Below are the records; give again exactly the line with "Description: walking person", the line with "Description: green leaf", and each line that lies between them, and nothing besides.
++++++
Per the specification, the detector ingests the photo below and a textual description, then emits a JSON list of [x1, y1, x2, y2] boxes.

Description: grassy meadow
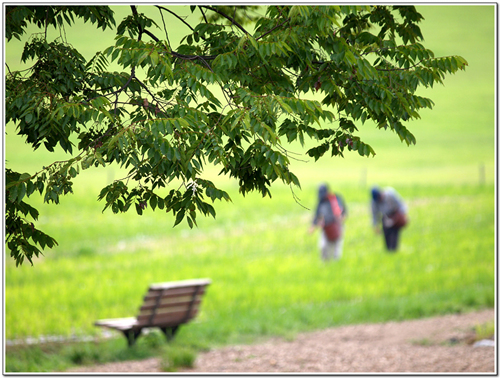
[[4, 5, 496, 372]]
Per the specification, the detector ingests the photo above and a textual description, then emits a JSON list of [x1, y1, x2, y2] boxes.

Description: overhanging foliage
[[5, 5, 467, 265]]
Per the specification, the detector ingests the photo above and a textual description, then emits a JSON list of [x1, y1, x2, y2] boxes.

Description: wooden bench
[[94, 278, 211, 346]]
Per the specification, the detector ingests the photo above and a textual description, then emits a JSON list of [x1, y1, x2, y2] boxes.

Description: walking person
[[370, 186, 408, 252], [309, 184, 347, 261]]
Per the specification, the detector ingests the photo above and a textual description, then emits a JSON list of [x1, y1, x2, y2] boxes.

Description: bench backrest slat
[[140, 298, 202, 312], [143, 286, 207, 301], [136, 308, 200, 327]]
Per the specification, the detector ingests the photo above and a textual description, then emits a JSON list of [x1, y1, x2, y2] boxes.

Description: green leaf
++++++
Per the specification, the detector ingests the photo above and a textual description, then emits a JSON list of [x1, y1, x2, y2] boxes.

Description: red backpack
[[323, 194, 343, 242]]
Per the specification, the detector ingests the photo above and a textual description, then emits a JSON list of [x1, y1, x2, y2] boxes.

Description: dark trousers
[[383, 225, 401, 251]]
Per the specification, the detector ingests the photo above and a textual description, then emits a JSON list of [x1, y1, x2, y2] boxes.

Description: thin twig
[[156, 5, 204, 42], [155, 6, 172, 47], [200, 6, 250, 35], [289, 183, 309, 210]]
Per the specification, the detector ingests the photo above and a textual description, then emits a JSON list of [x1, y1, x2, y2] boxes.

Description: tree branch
++++++
#### SOLUTION TO THE PROBLEM:
Description: walking person
[[370, 186, 408, 252], [309, 184, 347, 261]]
Per the specification, the detector ingests the photo above and a textual description, then emits a JSON list of [x1, y1, x2, y2] boxes.

Description: bench backrest slat
[[140, 298, 202, 312], [143, 286, 207, 301], [136, 308, 200, 327]]
Per the specification, the detector ingests the photo above and a textual description, then emits a JSON list of [x1, y1, x2, y2] boxes.

Description: green leaf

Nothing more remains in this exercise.